The EU spoke after Israeli prime minister Benjamin Netanyahu gave the green light to almost 3,100 new housing units for Jewish settlers in East Jerusalem and the West Bank, which Israel won by conquest in 1967.
Over half a million settlers now live on Palestinian land, which is being sliced into isolated chunks as the Jewish towns and outposts spread.
Netanyahu’s announcement briefly deflected Israeli media attention from a corruption scandal that could see him pushed out of office.
It was also designed to please far-right elements in his Likud party and in the Jewish Home party in the ruling coalition, which wants to "annex" vast swathes of Palestinian land.
The 3,100 new homes, described by the Palestinian Authority as a “provocation”, were also greeted as a “disappointment” by the Yesha Council, a settler group, which had wanted a higher number.
Trump pro-Israel
The new wave of expansion comes after the election of Donald Trump in the US, a pro-Israeli hawk, who has said he might move the US embassy from Tel Aviv, Israel’s UN-recognised capital, to Jerusalem, which is claimed by both Israel and Palestine, and which the EU and UN say ought to be shared.
Netanyahu will meet Trump in Washington in early February if the Israeli leader survives the corruption affair.
But if the US, Israel’s main financial and security sponsor, gives it a free hand to keep snatching Palestinian land, then EU statements, like the one on Tuesday, will be seen by Israel as little more than “mumbling and grumbling”, a European diplomatic source told EUobserver.
The EU last year published new retail label guidelines designed to stigmatise settler products in European shops.
But EU foreign relations chief Federica Mogherini is not working on any further measures and has quashed calls by EU states’ ambassadors in Palestine to take a tougher line, diplomatic sources said.
Aalon Ben Meir, a scholar of Middle East affairs at New York University, told EUobserver that if Trump went ahead with the Jerusalem embassy idea, then the “EU should raise its voice loud and clear, as this will potentially create major turmoil throughout the Middle East [and] kill whatever is left of the Israeli-Palestinian peace process”.
He advised the EU to hold off on any potential “sanctions” on Israel until Trump clarified his intentions.
He added that the EU’s voice still “resonated to some extent” in Israel and that if it went further on settlement expansion, then Europe must “put Israel on notice that these activities … can potentially create a new wave of violence” in the region.

→ REQUESTS
(1) List every person the excerpt on Israeli settlement expansion mentions by full name.
(2) From the excerpt on Israeli settlement expansion, repeat the passage word for word, starting with "The 3,100 new" and going on through "the corruption affair.".

→ DATASET
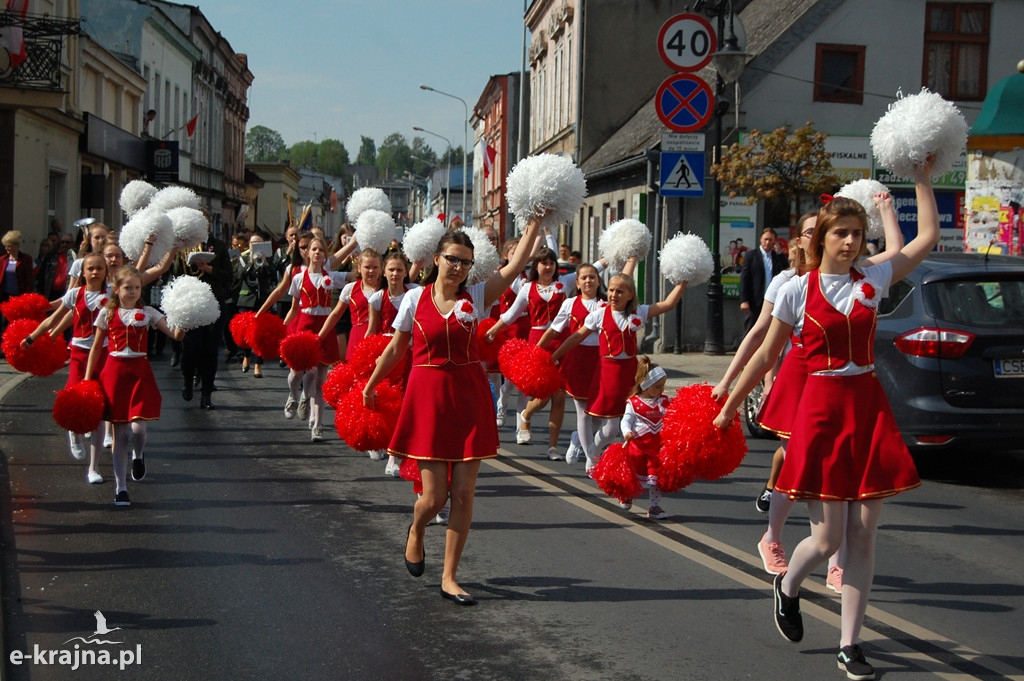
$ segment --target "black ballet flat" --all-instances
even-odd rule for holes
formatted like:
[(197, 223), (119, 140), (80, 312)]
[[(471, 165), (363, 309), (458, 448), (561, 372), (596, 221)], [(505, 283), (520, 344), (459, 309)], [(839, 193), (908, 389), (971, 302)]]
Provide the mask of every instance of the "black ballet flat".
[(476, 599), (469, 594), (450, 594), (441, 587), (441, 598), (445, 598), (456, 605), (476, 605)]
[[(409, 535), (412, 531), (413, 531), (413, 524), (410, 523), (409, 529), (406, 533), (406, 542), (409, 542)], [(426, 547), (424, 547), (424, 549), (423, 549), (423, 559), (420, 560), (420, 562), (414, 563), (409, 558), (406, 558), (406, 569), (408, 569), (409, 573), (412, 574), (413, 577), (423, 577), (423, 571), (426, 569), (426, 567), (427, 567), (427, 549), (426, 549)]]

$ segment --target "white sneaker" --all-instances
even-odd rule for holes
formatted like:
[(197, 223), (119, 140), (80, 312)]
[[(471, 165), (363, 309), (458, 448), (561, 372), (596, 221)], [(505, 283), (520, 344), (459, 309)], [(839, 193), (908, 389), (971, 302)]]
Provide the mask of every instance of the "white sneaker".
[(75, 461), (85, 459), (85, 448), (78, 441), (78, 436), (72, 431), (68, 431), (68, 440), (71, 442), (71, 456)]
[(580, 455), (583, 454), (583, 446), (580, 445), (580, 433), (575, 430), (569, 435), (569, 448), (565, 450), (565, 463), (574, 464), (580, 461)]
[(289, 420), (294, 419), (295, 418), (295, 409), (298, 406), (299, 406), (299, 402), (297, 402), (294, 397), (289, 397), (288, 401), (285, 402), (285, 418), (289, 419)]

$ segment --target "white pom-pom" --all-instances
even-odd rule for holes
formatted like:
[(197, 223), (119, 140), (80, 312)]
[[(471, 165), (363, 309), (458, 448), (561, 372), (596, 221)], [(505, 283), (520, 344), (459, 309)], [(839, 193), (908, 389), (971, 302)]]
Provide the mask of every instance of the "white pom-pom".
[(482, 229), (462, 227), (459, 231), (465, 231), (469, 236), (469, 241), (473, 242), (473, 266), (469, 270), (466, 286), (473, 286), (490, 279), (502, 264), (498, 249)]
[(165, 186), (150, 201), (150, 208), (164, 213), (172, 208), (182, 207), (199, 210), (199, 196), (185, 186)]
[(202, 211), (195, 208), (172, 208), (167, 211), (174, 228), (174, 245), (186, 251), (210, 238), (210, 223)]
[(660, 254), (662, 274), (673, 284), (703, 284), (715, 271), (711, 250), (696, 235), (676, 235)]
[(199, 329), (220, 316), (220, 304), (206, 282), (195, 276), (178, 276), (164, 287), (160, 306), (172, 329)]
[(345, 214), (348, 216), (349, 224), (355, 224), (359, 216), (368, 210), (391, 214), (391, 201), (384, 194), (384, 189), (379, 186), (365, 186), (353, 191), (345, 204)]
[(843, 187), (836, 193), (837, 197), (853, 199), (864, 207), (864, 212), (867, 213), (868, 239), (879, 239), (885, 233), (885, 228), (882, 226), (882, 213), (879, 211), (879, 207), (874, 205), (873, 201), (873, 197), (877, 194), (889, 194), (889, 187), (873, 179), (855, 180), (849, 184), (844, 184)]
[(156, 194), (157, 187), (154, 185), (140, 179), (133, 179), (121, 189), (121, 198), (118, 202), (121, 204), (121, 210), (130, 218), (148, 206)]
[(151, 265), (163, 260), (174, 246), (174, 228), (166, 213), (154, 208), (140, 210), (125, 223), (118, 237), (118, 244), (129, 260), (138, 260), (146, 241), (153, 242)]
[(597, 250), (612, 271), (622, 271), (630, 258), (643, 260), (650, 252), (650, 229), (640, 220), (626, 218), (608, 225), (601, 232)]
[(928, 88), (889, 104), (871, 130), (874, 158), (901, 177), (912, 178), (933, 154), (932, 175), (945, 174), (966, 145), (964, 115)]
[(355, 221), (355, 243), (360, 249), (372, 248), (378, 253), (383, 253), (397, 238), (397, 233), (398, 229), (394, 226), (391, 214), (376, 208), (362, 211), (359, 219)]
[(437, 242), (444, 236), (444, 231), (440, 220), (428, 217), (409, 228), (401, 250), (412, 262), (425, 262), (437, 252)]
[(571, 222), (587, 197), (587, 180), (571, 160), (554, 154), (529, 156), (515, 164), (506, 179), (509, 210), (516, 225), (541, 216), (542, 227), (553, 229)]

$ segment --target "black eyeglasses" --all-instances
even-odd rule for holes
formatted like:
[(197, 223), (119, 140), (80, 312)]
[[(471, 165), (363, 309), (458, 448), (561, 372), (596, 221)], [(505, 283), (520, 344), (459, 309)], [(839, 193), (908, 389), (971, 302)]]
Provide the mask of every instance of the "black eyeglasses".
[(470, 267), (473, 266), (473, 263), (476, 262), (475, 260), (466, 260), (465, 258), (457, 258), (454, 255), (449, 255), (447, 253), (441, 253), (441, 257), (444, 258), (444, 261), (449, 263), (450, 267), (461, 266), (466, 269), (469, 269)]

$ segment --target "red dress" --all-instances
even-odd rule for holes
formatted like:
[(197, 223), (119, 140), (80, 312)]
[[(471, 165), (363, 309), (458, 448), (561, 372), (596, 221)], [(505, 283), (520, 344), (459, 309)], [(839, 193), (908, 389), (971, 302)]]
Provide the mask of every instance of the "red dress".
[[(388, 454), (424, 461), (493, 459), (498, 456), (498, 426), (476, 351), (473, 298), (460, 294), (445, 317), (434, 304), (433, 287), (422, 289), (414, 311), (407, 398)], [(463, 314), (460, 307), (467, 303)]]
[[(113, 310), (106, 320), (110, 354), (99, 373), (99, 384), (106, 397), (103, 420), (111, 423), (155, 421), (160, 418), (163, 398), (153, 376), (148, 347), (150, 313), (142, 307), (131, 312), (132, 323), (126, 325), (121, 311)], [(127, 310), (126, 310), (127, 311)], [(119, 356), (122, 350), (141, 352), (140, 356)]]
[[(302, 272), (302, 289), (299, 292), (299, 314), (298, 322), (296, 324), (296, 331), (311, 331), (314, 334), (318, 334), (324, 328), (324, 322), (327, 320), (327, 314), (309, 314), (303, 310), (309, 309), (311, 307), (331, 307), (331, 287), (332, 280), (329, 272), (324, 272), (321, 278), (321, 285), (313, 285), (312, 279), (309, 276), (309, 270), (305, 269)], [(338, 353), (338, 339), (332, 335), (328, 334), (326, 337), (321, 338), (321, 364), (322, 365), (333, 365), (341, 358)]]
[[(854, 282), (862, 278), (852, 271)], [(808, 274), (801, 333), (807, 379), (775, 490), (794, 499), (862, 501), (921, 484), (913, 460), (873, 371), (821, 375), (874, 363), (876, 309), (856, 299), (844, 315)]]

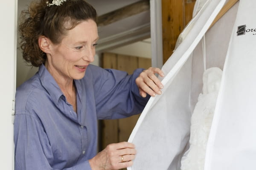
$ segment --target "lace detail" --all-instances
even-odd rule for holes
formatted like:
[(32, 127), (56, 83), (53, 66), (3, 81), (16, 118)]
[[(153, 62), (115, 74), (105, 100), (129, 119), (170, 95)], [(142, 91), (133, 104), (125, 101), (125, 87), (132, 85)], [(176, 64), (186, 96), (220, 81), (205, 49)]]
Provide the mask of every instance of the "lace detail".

...

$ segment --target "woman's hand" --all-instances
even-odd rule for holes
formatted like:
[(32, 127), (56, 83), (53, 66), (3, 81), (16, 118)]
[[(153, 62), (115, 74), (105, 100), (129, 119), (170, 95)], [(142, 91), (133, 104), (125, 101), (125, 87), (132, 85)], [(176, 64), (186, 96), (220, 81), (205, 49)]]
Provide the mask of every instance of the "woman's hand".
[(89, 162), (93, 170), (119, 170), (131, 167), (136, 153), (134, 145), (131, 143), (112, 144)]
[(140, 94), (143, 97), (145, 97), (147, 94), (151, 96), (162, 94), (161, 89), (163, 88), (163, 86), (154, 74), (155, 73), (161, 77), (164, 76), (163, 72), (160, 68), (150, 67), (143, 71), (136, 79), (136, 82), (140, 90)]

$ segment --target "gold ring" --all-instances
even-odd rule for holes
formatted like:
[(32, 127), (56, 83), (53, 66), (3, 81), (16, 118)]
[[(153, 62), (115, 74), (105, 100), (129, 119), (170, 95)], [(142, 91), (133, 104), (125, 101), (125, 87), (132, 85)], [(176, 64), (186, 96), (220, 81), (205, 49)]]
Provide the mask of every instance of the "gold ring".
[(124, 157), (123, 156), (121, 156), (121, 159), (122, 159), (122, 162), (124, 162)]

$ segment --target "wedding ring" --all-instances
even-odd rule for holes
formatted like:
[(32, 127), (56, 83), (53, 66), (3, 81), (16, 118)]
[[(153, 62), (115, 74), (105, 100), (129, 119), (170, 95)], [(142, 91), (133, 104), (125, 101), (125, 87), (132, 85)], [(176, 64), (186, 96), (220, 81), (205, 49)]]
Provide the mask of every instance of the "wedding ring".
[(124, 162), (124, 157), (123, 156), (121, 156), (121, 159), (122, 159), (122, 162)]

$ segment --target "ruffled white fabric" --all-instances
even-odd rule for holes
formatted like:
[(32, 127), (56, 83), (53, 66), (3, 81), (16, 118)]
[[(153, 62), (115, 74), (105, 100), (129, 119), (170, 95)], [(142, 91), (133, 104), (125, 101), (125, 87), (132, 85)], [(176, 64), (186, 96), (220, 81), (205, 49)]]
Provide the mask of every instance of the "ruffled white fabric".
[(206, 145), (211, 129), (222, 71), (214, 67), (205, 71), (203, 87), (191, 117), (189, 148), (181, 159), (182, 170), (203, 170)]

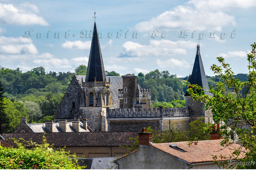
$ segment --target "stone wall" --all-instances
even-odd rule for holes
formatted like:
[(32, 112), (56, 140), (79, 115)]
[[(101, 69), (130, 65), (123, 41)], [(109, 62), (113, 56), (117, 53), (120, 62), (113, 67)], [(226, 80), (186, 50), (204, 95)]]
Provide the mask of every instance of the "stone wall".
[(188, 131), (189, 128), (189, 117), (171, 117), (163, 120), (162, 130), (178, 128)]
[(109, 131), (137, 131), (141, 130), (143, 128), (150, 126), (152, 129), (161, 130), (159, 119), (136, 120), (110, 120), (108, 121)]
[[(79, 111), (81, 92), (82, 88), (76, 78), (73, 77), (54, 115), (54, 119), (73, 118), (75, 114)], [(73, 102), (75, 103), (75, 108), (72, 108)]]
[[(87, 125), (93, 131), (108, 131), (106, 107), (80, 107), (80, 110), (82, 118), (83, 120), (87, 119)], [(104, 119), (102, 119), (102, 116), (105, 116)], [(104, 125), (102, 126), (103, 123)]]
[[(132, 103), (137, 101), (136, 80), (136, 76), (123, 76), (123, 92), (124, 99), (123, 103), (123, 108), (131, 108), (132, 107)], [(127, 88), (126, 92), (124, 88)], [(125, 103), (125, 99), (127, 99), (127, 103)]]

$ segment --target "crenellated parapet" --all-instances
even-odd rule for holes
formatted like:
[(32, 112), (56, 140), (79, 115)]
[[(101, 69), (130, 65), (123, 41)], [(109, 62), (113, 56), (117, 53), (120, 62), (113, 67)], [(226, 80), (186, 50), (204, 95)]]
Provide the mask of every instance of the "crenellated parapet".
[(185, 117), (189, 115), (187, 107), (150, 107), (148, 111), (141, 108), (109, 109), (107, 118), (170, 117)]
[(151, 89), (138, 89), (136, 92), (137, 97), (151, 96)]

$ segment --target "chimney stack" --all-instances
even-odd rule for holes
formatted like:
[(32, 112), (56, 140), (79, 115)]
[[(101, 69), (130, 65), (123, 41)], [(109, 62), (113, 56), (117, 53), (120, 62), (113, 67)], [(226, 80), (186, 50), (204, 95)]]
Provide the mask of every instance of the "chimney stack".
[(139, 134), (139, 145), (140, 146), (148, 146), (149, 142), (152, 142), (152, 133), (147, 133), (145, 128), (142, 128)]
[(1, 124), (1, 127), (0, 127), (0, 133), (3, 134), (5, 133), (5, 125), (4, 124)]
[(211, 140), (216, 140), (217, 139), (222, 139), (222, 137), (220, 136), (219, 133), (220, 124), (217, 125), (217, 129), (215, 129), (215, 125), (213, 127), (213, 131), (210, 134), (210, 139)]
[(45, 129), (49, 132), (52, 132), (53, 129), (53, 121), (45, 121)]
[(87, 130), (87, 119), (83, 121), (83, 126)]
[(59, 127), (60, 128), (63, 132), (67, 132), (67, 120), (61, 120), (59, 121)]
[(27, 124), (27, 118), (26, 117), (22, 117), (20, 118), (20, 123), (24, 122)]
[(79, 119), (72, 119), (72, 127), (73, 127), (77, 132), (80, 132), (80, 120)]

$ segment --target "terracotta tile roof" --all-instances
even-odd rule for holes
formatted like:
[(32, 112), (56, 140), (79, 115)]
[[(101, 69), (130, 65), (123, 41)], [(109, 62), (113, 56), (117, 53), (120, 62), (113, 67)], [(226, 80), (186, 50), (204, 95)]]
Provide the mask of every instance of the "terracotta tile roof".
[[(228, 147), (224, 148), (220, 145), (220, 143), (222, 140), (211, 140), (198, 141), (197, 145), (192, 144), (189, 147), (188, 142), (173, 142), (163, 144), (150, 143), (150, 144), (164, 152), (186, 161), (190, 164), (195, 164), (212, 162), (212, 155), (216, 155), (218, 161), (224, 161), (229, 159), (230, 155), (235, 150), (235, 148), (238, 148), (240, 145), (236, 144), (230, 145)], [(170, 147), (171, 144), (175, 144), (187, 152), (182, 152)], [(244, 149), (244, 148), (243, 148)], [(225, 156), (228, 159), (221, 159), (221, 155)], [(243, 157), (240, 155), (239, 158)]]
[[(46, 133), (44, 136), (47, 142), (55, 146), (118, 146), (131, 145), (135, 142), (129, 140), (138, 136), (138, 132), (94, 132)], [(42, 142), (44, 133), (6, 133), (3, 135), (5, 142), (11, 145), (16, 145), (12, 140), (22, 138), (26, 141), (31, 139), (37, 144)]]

---

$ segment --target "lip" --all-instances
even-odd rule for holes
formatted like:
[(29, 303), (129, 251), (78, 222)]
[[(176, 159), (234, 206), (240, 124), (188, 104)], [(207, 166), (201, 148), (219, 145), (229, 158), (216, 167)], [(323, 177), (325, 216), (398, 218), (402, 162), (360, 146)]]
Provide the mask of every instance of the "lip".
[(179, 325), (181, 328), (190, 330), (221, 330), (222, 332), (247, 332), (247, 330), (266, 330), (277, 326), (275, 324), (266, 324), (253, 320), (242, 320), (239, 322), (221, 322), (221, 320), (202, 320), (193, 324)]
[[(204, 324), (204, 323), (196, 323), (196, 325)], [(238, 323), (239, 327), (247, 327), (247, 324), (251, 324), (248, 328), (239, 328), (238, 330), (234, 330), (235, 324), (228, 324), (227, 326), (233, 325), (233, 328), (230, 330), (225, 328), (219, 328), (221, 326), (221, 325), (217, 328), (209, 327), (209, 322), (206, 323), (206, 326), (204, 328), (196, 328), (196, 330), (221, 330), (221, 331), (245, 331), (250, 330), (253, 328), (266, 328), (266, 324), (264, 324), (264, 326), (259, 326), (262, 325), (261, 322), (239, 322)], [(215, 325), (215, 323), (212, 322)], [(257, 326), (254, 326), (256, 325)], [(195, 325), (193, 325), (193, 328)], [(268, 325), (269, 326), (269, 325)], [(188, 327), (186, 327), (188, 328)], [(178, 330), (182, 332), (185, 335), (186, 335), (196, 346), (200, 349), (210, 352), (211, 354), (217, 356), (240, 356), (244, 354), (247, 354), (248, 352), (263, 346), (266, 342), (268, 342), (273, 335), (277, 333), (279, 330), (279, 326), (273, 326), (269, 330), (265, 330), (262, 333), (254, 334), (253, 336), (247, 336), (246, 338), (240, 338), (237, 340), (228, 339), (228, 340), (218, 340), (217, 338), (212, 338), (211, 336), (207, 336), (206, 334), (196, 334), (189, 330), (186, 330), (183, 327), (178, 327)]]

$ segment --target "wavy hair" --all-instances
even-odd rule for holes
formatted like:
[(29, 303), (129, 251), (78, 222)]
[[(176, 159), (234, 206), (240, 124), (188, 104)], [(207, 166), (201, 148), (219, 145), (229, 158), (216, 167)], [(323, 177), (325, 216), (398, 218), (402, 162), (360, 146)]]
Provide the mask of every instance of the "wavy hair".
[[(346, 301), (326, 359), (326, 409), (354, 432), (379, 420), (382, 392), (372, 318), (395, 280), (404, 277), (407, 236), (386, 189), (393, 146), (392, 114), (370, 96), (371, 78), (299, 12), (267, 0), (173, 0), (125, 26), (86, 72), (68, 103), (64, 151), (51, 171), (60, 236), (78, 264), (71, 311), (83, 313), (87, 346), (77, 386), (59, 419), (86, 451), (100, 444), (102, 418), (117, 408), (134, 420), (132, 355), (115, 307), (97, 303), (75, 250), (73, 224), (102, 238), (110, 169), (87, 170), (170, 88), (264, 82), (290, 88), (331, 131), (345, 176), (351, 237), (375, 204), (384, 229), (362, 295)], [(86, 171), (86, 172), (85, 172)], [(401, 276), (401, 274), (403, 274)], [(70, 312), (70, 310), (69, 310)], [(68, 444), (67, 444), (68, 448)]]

→ ANSWERS TO THE EXERCISE
(1)
Benjamin Netanyahu
Donald Trump
Federica Mogherini
Aalon Ben Meir

(2)
The 3,100 new homes, described by the Palestinian Authority as a “provocation”, were also greeted as a “disappointment” by the Yesha Council, a settler group, which had wanted a higher number.
Trump pro-Israel
The new wave of expansion comes after the election of Donald Trump in the US, a pro-Israeli hawk, who has said he might move the US embassy from Tel Aviv, Israel’s UN-recognised capital, to Jerusalem, which is claimed by both Israel and Palestine, and which the EU and UN say ought to be shared.
Netanyahu will meet Trump in Washington in early February if the Israeli leader survives the corruption affair.